Task description:
Reproduce each line of the records below word for word, in their original order.

Segmentation data

•••

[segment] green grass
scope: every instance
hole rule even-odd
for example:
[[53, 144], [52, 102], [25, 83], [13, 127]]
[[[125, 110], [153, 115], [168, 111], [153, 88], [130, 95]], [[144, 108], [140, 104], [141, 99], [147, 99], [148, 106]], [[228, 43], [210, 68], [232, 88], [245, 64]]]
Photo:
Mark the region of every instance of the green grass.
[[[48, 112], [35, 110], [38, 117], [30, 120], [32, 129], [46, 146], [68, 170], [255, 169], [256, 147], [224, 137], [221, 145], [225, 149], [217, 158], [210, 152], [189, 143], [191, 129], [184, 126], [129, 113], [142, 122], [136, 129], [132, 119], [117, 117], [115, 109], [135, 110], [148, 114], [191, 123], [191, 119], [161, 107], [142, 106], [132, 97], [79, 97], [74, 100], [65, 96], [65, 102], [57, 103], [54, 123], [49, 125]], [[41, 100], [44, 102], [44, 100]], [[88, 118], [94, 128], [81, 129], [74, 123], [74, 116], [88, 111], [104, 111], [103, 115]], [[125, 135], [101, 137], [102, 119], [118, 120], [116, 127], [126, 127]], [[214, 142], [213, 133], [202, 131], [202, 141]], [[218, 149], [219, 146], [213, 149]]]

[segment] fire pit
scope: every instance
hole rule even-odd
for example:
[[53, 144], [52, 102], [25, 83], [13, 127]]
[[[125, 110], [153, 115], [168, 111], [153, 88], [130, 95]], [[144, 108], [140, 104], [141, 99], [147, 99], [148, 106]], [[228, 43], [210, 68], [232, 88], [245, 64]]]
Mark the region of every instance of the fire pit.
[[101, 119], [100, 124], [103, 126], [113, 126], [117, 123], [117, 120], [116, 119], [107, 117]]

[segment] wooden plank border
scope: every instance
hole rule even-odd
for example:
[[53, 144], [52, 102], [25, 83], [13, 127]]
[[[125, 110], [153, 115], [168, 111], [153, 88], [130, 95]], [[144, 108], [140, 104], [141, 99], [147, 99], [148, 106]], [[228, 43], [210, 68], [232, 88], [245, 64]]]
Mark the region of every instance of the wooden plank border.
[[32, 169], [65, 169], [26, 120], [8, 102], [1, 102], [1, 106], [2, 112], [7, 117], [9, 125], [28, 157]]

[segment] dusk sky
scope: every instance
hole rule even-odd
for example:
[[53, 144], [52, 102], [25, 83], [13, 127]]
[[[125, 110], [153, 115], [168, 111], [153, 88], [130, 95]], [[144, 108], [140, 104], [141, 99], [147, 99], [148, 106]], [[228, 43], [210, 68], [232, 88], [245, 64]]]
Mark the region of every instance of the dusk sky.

•••

Task response:
[segment] green grass
scope: every instance
hole rule even-odd
for example:
[[53, 144], [52, 102], [25, 83], [13, 127]]
[[[125, 110], [153, 115], [168, 111], [153, 88], [130, 95]], [[144, 108], [140, 104], [141, 99], [147, 99], [148, 106]], [[228, 43], [210, 68], [232, 88], [245, 64]]]
Photo:
Mark the region of every instance of the green grass.
[[[48, 112], [35, 110], [38, 117], [30, 120], [32, 129], [46, 146], [68, 170], [255, 169], [256, 147], [224, 137], [221, 145], [225, 149], [217, 158], [210, 152], [189, 143], [191, 129], [184, 126], [129, 113], [142, 122], [136, 129], [132, 119], [117, 117], [115, 109], [135, 110], [148, 114], [191, 123], [191, 119], [161, 107], [142, 106], [132, 97], [79, 97], [74, 100], [65, 96], [65, 102], [57, 103], [54, 123], [49, 125]], [[41, 100], [44, 102], [44, 100]], [[88, 118], [94, 128], [81, 129], [74, 123], [74, 116], [88, 111], [104, 111], [103, 115]], [[125, 135], [101, 137], [102, 119], [118, 120], [116, 127], [126, 127]], [[214, 142], [213, 133], [202, 131], [202, 141]], [[218, 149], [219, 146], [213, 149]]]

[segment] fire pit
scope: every instance
hole rule even-odd
for example:
[[53, 144], [52, 102], [25, 83], [13, 127]]
[[[125, 110], [153, 115], [168, 111], [153, 88], [130, 95]], [[144, 108], [140, 104], [141, 99], [147, 99], [148, 106]], [[228, 43], [210, 68], [232, 88], [245, 64]]]
Mark the region of every instance of the fire pit.
[[101, 119], [100, 124], [103, 126], [113, 126], [117, 123], [117, 120], [116, 119], [107, 117]]

[segment] wooden plank border
scope: every instance
hole rule even-odd
for example:
[[53, 144], [52, 102], [25, 83], [13, 127]]
[[[125, 110], [153, 115], [168, 111], [153, 88], [130, 95]], [[144, 108], [140, 104], [141, 99], [147, 99], [148, 106]], [[228, 43], [210, 68], [232, 88], [245, 64]]]
Mark the region of every instance of the wooden plank border.
[[32, 169], [65, 169], [26, 120], [8, 102], [1, 102], [1, 106], [2, 112], [7, 117], [9, 125], [28, 157]]

[segment] dusk sky
scope: every instance
hole rule even-odd
for example:
[[53, 144], [52, 102], [25, 83], [13, 127]]
[[[125, 110], [153, 115], [168, 111], [153, 88], [130, 95]], [[144, 108], [140, 104], [141, 99], [147, 99], [148, 106]], [[228, 43], [210, 68], [232, 88], [245, 64]]]
Mark the region of every instance of the dusk sky.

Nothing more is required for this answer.